__PÁGINA__.
● ● ● ●
A título de comparação, damos como exemplo um gasoduto de 8 polegadas operando a uma pressão de 35 bar, com outros dois gasodutos em paralelo de 4 polegadas, nas mesmas condições de pressão. Os dois gasodutos de 4 polegadas, somariam apenas 30% da vazão em relação ao de 8 polegadas, o que demonstra a inconsistência técnica do que é proposto na minuta.
A ANP parece ainda querer estabelecer uma espécie de submissão das agências reguladoras estaduais, atribuindo a si o direito de decidir sobre eventual necessidade de reclassificação de gasodutos de distribuição.
A proposta da ANP, se aplicada, inviabilizará todo o modelo de expansão da distribuição, com graves prejuízos para todo o setor, e tem um enorme potencial de estabelecer um novo conflito federativo, o que gera um indesejável clima de insegurança jurídica.
Será que a responsabilidade de realizar a harmonização regulatória entre União e Estados, contida na resolução 03/2022 do CNPE e na Lei do Gás, ficará finalmente com o Supremo Tribunal Federal (STF)?
Para quem observa as leis, cabe remarcar a Lei 9.478/1997, que dispõe sobre a política energética nacional e instituiu o Conselho Nacional de Política Energética (CNPE) e a ANP. A Lei estabelece logo em seu 1º Capítulo os Princípios e Objetivos da Política Energética Nacional. Dentre eles estão:
- Proteger os interesses do consumidor quanto a preço;
- Incrementar, em bases econômicas, a utilização do gás natural;
- Promover a livre concorrência;
- Atrair investimentos; e
- Ampliar a competitividade do País.
Porém, as resoluções do CNPE, que deveriam nortear a política energética nacional, parecem vir em último lugar ou simplesmente estarem esquecidas por uma parcela dos agentes do setor.
Tudo isso traz uma preocupante sensação de uma perigosa tendência de inversão na hierarquia das normas, que, aparentemente, coloca decisões autocráticas da ANP acima até mesmo da Constituição Federal e da Lei nº 14.134/2021 (Lei do Gás).
É uma lógica insensata.
Além de todo o mencionado acima, outros casos ilustram a reinterpretação da hierarquia:
Consulta pública em duplicidade:
- O Ministério de Minas e Energia (MME), cumprindo a Lei nº 14.134 e a Resolução CNPE nº 03/2022, lançou uma consulta pública para discutir a harmonização regulatória entre União e Estados.
● ● ● ●
__A TAREFA__. Pode reproduzir fielmente o trecho da página que vai de "É uma lógica" até "União e Estados.", incluindo este último? Responda com base somente na página.

__EXTRATO DA LISTAGEM__.
● ● ● ●
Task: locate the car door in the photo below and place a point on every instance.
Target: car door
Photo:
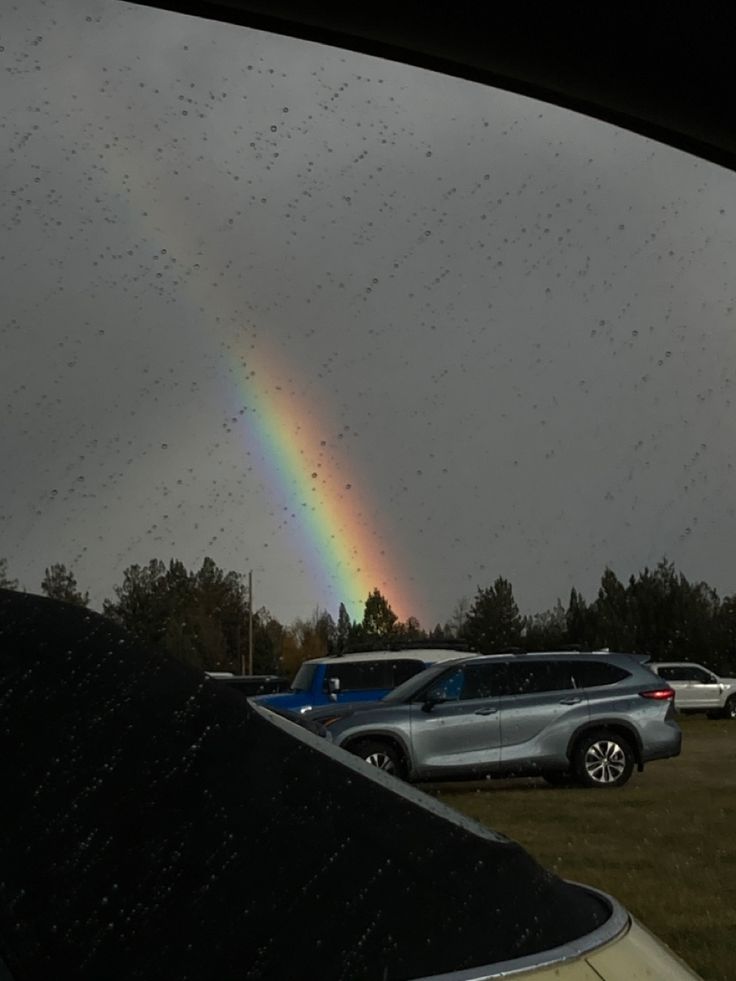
● ● ● ●
__RESULTADO FINAL__.
É uma lógica insensata.
Além de todo o mencionado acima, outros casos ilustram a reinterpretação da hierarquia:
Consulta pública em duplicidade:
- O Ministério de Minas e Energia (MME), cumprindo a Lei nº 14.134 e a Resolução CNPE nº 03/2022, lançou uma consulta pública para discutir a harmonização regulatória entre União e Estados.